**What you should do:**
Every record below should be repeated exactly. Omit the pictures.

**Input data:**
────

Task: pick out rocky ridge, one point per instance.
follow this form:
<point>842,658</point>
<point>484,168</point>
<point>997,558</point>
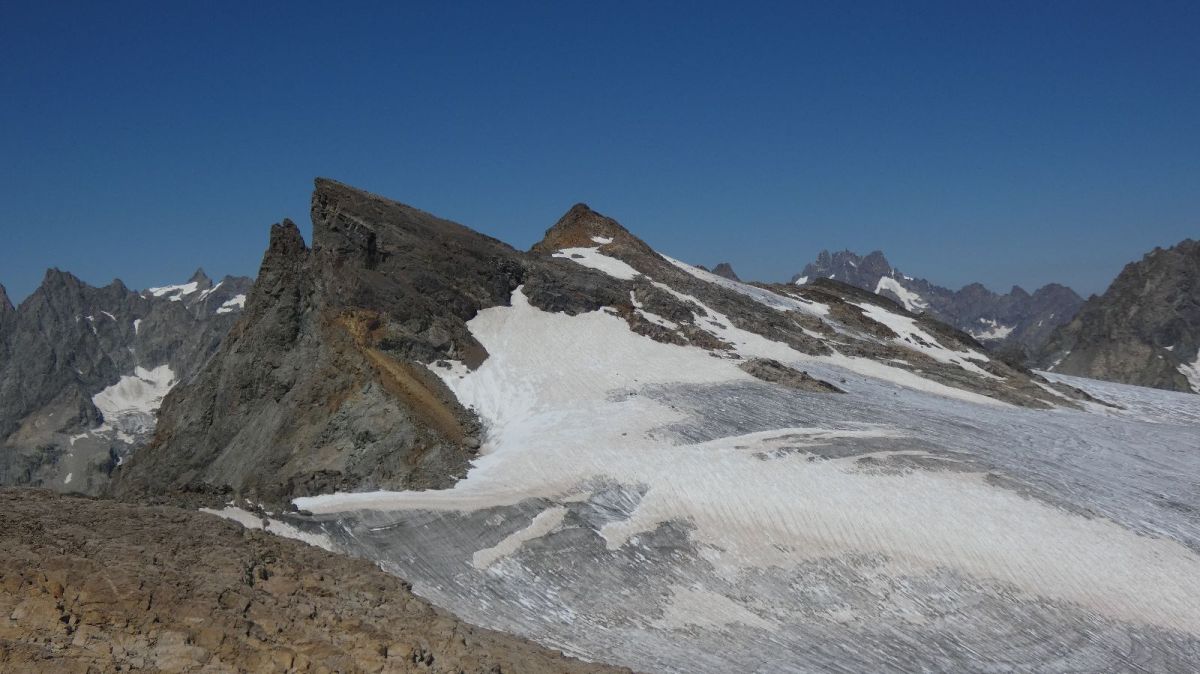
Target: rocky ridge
<point>1144,330</point>
<point>82,369</point>
<point>325,381</point>
<point>1017,322</point>
<point>162,589</point>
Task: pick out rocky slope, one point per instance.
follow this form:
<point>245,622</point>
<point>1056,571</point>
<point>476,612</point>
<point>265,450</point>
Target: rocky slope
<point>329,379</point>
<point>1145,329</point>
<point>160,589</point>
<point>1014,322</point>
<point>83,368</point>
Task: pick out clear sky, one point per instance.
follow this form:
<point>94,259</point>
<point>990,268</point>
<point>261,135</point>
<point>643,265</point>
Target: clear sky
<point>971,140</point>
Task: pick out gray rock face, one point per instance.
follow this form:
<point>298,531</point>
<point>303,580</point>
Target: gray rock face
<point>1017,322</point>
<point>1145,329</point>
<point>726,271</point>
<point>325,381</point>
<point>82,369</point>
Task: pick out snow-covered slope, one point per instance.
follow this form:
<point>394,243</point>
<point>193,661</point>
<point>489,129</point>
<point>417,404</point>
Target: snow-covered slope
<point>641,498</point>
<point>1017,320</point>
<point>652,505</point>
<point>667,469</point>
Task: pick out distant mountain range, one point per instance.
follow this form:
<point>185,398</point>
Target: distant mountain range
<point>1018,320</point>
<point>1145,329</point>
<point>83,369</point>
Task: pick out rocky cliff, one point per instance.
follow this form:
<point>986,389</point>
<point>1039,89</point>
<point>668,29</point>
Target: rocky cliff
<point>83,368</point>
<point>161,589</point>
<point>1017,322</point>
<point>1145,329</point>
<point>327,383</point>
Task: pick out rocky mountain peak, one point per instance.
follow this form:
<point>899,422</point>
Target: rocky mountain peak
<point>726,270</point>
<point>201,280</point>
<point>990,317</point>
<point>1144,330</point>
<point>57,278</point>
<point>583,228</point>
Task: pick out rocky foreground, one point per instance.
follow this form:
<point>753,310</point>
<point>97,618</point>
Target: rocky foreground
<point>93,585</point>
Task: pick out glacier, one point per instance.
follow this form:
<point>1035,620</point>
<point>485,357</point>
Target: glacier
<point>654,506</point>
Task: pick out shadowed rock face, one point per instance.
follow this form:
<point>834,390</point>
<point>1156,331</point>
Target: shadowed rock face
<point>70,342</point>
<point>1145,329</point>
<point>1017,322</point>
<point>726,271</point>
<point>325,385</point>
<point>169,590</point>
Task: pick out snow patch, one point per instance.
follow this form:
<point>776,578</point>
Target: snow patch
<point>174,293</point>
<point>544,523</point>
<point>234,304</point>
<point>911,301</point>
<point>761,295</point>
<point>913,337</point>
<point>130,404</point>
<point>994,332</point>
<point>1192,371</point>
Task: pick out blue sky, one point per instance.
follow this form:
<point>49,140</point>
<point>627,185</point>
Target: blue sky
<point>995,142</point>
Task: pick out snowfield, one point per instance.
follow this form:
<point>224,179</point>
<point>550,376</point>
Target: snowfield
<point>911,301</point>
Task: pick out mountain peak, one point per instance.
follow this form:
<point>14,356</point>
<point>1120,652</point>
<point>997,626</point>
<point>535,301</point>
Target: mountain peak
<point>57,278</point>
<point>585,228</point>
<point>726,270</point>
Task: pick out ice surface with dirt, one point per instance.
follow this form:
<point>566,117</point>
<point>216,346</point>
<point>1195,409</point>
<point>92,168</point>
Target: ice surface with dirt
<point>911,301</point>
<point>655,506</point>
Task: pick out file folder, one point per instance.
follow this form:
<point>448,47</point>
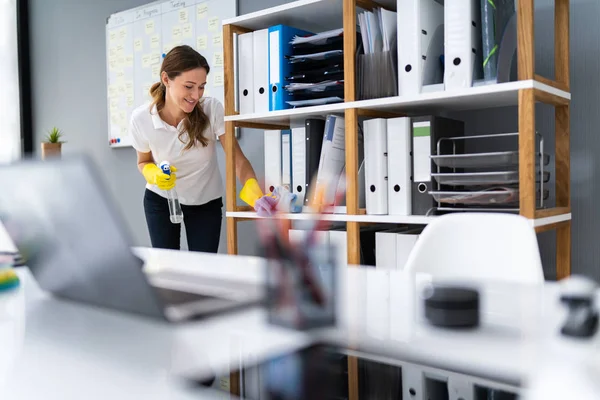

────

**Reply:**
Task: pick out rocky ridge, one point per instance.
follow this form:
<point>842,658</point>
<point>484,168</point>
<point>997,558</point>
Target: rocky ridge
<point>1144,330</point>
<point>82,369</point>
<point>325,381</point>
<point>1017,322</point>
<point>162,589</point>
Task: pick out rocky slope, one point per instance.
follow this form:
<point>245,622</point>
<point>1056,571</point>
<point>476,612</point>
<point>265,450</point>
Target: rocky slope
<point>329,379</point>
<point>1145,329</point>
<point>160,589</point>
<point>1014,322</point>
<point>83,368</point>
Task: pick out clear sky, one point per instance.
follow this form:
<point>94,259</point>
<point>990,268</point>
<point>261,135</point>
<point>643,265</point>
Target: clear sky
<point>971,140</point>
Task: pick out gray rock face, one point per instance.
follow this form:
<point>298,531</point>
<point>303,580</point>
Target: gray rock face
<point>1017,322</point>
<point>1145,329</point>
<point>726,271</point>
<point>325,381</point>
<point>82,369</point>
Task: pick out snow-covered slope, one point per instance.
follow this form:
<point>394,243</point>
<point>193,661</point>
<point>489,129</point>
<point>417,404</point>
Target: snow-covered slope
<point>641,498</point>
<point>1017,320</point>
<point>652,505</point>
<point>667,469</point>
Task: pick out distant mountain range, one point per instance.
follow this form:
<point>185,398</point>
Target: distant mountain range
<point>1018,320</point>
<point>1145,329</point>
<point>83,369</point>
Task: pick out rocky cliff, one point per instance.
follow this form:
<point>986,389</point>
<point>1039,89</point>
<point>668,29</point>
Target: rocky cliff
<point>83,368</point>
<point>161,589</point>
<point>1017,322</point>
<point>1145,329</point>
<point>327,383</point>
Task: pick out rocky mountain peak, one point per instance.
follow this form:
<point>899,422</point>
Target: rocky mountain peak
<point>726,270</point>
<point>201,280</point>
<point>990,317</point>
<point>1144,330</point>
<point>57,278</point>
<point>583,228</point>
Task: pick out rocky foreground, one point per instance.
follow this form:
<point>753,310</point>
<point>97,618</point>
Target: rocky foreground
<point>93,585</point>
Task: pick out glacier, one point per instance.
follow this form:
<point>1035,620</point>
<point>485,357</point>
Target: glacier
<point>654,506</point>
Task: pick out shadowed rock face, one point per instance.
follow this form:
<point>834,390</point>
<point>1156,331</point>
Target: shadowed rock face
<point>70,342</point>
<point>1145,329</point>
<point>1017,322</point>
<point>726,271</point>
<point>325,385</point>
<point>169,590</point>
Task: pick out snow patch, one point per instance.
follow this form:
<point>776,578</point>
Target: snow patch
<point>174,293</point>
<point>544,523</point>
<point>234,304</point>
<point>911,301</point>
<point>761,295</point>
<point>913,337</point>
<point>130,404</point>
<point>994,332</point>
<point>1192,371</point>
Task: pick out blue sky, one point per instance.
follow this form:
<point>49,140</point>
<point>627,185</point>
Target: blue sky
<point>995,142</point>
Task: pick out snowfield, one point per instance.
follow this form:
<point>224,179</point>
<point>550,376</point>
Target: snowfield
<point>911,301</point>
Task: pick out mountain peak, one point per instance.
follow this form:
<point>14,356</point>
<point>1120,652</point>
<point>997,626</point>
<point>535,301</point>
Target: mountain peak
<point>57,278</point>
<point>585,228</point>
<point>726,270</point>
Task: pick out ice surface with dirt, one point per instance.
follow this form:
<point>566,117</point>
<point>216,346</point>
<point>1195,409</point>
<point>92,168</point>
Target: ice surface with dirt
<point>911,301</point>
<point>655,506</point>
Task: pick out file folder, one point per instance.
follow this form:
<point>448,47</point>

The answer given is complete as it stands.